» **Esercizio assegnato 1**
Nell'articolo su L'eleganza del riccio, da quanti anni Renée Michel lavora come portinaia al numero 7 di rue de Grenelle?
» **Esercizio assegnato 2**
Ricopia dall'articolo su L'eleganza del riccio tutto il passo che va da "Pubblicato nel 2006, L’eleganza" giù fino a "hanno decisamente sopravvalutato.".

··· Testo fornito ···

Dalla libreria al cinema #21 – L’eleganza del riccio

Pubblicato nel 2006, L’eleganza del riccio (L’élégance du hérisson) di Muriel Barbery (Casablanca, 1969) è divenuto in breve un caso letterario, vincendo anche diversi premi. Nel 2009 la giovane regista Mona Achache ne ha ricavato anche il suo lungometraggio di esordio, Il riccio. Il libro ha riscosso il suo strepitoso successo grazie anzitutto al “passaparola” tra i lettori. Che però lo hanno decisamente sopravvalutato.

Al numero 7 di rue de Grenelle a Parigi lavora da 27 anni come portinaia Renée Michel. Viene dalla campagna e non gode della minima considerazione da parte degli abitanti ricchi e spocchiosi del palazzo; in realtà, però, la donna nasconde a tutti, dietro modi scontrosi e popolareschi, una vivace intelligenza e una ricca cultura letteraria, artistica e musicale. Tra le famiglie che abitano il lussuoso condominio c’è anche quella del ministro Josse, che ha due figlie: la minore, Paloma, ha 12 anni ed è una ragazzina superdotata e insofferente alle ipocrisie del mondo ovattato, ma vacuo e non di rado crudele, nel quale vive. Le due donne, in qualche modo anime gemelle, accomunate dall’intelligenza, dalla cultura, dalla coscienza critica, ma anche dal tè al gelsomino, dal mito del Giappone e dalla solitudine, avranno modo di uscire dal loro guscio e di riconoscersi l’una nell’altra grazie all’arrivo di un nuovo inquilino, monsieur Ozu.

··· Record estratti ···

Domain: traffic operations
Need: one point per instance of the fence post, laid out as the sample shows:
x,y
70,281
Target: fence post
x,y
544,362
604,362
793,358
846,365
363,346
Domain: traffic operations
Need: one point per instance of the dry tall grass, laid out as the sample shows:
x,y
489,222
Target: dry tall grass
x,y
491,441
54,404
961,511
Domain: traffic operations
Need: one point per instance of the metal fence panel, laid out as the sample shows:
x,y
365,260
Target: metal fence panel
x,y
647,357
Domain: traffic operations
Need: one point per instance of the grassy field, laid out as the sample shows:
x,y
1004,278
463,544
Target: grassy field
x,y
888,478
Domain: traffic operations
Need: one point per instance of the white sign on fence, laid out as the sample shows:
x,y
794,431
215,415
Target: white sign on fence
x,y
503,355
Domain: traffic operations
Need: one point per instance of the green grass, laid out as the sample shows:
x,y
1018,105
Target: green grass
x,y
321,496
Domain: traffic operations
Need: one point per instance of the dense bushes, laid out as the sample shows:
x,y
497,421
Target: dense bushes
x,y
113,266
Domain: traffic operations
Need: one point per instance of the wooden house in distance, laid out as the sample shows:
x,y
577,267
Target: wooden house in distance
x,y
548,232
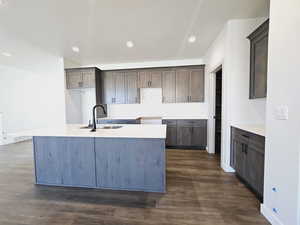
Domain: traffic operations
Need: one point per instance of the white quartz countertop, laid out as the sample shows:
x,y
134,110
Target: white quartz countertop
x,y
126,131
255,129
162,117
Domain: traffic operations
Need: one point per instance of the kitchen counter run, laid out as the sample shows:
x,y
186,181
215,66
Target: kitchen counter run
x,y
126,131
255,129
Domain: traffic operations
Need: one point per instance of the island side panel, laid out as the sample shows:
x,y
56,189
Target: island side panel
x,y
131,164
65,161
47,165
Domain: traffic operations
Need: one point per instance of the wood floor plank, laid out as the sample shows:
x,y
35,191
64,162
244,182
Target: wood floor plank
x,y
198,193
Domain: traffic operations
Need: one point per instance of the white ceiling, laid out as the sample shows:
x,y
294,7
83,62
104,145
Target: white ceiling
x,y
100,28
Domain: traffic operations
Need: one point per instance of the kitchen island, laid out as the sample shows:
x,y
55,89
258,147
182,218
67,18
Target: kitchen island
x,y
130,157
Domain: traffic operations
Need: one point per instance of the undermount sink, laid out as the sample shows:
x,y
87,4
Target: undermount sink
x,y
110,127
102,127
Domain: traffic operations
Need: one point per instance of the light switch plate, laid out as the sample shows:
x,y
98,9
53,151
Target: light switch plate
x,y
281,113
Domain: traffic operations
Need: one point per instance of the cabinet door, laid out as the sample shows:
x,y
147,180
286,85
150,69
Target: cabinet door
x,y
88,78
144,79
260,68
184,133
109,91
120,88
169,87
182,85
199,136
197,85
254,173
239,157
74,79
259,61
132,90
47,165
155,79
77,161
171,136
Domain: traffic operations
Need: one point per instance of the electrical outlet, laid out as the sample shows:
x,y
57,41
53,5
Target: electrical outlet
x,y
281,113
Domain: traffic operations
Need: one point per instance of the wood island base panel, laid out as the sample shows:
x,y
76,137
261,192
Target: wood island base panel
x,y
133,164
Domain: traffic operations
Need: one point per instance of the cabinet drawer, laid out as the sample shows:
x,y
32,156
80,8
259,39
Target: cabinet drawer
x,y
200,123
170,122
185,123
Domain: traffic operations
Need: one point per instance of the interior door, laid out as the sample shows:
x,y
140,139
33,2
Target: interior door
x,y
199,136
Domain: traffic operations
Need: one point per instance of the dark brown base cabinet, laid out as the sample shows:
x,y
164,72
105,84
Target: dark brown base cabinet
x,y
188,134
247,158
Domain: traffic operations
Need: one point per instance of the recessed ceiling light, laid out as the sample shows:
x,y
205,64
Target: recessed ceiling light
x,y
129,44
3,2
192,39
7,54
75,49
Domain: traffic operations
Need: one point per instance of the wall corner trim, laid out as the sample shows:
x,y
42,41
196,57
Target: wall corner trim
x,y
227,168
269,215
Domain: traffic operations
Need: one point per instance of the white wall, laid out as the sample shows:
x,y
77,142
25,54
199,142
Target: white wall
x,y
31,90
1,129
282,143
231,50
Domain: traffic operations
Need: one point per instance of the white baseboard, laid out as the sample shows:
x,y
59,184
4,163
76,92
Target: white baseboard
x,y
269,215
12,140
227,169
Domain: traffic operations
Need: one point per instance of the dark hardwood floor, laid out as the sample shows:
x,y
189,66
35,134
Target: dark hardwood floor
x,y
198,192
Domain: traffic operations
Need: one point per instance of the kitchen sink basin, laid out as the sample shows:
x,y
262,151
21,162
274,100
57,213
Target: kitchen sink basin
x,y
110,127
102,127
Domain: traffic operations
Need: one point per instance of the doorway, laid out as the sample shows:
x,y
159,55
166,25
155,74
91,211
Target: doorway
x,y
218,111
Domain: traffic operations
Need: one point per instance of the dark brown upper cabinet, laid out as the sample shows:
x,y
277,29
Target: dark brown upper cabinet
x,y
259,61
132,90
151,78
182,85
120,87
179,84
80,78
169,86
197,85
190,84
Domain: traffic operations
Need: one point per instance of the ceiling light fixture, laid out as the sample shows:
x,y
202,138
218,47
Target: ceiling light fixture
x,y
7,54
129,44
3,2
75,49
192,39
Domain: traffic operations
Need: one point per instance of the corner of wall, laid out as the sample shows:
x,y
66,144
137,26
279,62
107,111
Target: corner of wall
x,y
269,215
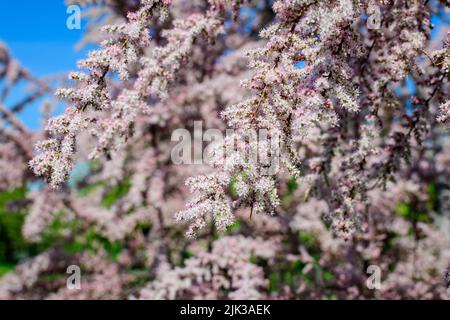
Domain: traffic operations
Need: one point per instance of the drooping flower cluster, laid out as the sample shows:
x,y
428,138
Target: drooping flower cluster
x,y
338,134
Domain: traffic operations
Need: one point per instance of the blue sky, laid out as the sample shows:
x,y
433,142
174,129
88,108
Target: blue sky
x,y
37,35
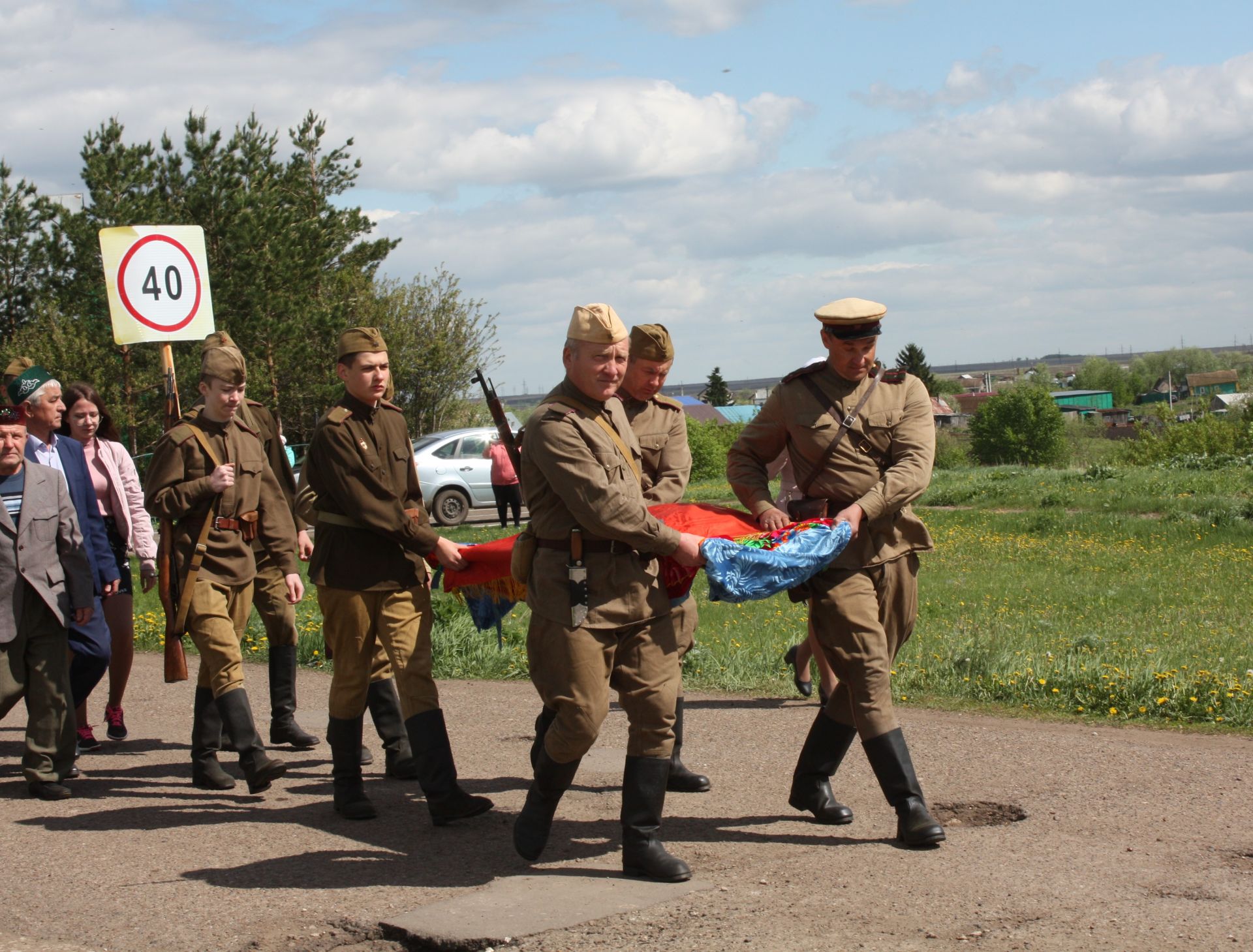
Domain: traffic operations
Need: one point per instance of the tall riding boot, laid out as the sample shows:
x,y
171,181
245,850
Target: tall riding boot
x,y
344,735
438,773
643,798
543,723
825,747
890,760
384,704
236,713
535,822
283,728
682,780
206,743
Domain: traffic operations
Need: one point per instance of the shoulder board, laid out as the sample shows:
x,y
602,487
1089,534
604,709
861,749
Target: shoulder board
x,y
179,434
802,371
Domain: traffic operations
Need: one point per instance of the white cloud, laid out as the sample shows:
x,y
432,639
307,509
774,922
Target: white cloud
x,y
688,18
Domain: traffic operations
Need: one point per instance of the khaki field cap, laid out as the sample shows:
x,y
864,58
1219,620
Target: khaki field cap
x,y
360,340
221,359
851,318
651,343
596,324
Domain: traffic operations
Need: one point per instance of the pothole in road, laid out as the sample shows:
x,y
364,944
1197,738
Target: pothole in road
x,y
978,813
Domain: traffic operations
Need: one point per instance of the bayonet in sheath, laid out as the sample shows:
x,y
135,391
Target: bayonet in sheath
x,y
578,576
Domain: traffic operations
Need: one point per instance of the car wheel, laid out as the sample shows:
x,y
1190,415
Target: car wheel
x,y
452,508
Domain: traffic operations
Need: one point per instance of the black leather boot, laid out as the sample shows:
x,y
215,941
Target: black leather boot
x,y
384,704
682,780
344,735
543,723
283,728
207,772
535,822
236,713
438,773
825,747
890,760
643,798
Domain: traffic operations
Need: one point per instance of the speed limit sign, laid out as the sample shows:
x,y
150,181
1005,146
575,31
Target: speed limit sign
x,y
158,282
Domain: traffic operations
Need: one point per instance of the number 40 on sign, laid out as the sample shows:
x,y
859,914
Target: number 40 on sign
x,y
158,282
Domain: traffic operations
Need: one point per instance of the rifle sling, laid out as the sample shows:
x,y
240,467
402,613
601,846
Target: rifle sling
x,y
608,427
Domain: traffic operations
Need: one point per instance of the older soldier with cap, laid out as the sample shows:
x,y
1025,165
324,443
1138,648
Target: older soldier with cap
x,y
600,615
209,476
268,588
373,534
861,440
662,430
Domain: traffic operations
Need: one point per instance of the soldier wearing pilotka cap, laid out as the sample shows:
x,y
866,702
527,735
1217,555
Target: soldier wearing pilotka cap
x,y
209,476
861,440
600,615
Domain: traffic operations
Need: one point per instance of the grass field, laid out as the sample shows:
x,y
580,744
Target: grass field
x,y
1113,594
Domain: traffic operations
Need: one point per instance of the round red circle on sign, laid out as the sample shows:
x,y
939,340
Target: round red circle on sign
x,y
125,298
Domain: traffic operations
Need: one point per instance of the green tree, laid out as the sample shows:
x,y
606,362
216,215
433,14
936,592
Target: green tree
x,y
915,361
31,252
716,392
1023,425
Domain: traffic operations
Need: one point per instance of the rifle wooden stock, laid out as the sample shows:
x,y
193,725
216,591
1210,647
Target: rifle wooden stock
x,y
167,583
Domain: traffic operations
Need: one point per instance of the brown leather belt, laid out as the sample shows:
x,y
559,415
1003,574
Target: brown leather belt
x,y
589,545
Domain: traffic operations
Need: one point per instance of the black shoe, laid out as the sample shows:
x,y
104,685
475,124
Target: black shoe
x,y
283,728
344,735
258,769
535,822
824,750
207,773
682,780
384,704
643,798
543,722
437,771
893,768
806,688
49,791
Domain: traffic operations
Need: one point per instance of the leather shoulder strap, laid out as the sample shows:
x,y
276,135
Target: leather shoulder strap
x,y
608,427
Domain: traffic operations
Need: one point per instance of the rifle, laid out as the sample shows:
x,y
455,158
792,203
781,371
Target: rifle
x,y
498,416
167,580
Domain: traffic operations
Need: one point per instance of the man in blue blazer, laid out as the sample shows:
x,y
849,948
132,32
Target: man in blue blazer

···

» **Risposta finale 1**
Da 27 anni.

» **Risposta finale 2**
Pubblicato nel 2006, L’eleganza del riccio (L’élégance du hérisson) di Muriel Barbery (Casablanca, 1969) è divenuto in breve un caso letterario, vincendo anche diversi premi. Nel 2009 la giovane regista Mona Achache ne ha ricavato anche il suo lungometraggio di esordio, Il riccio. Il libro ha riscosso il suo strepitoso successo grazie anzitutto al “passaparola” tra i lettori. Che però lo hanno decisamente sopravvalutato.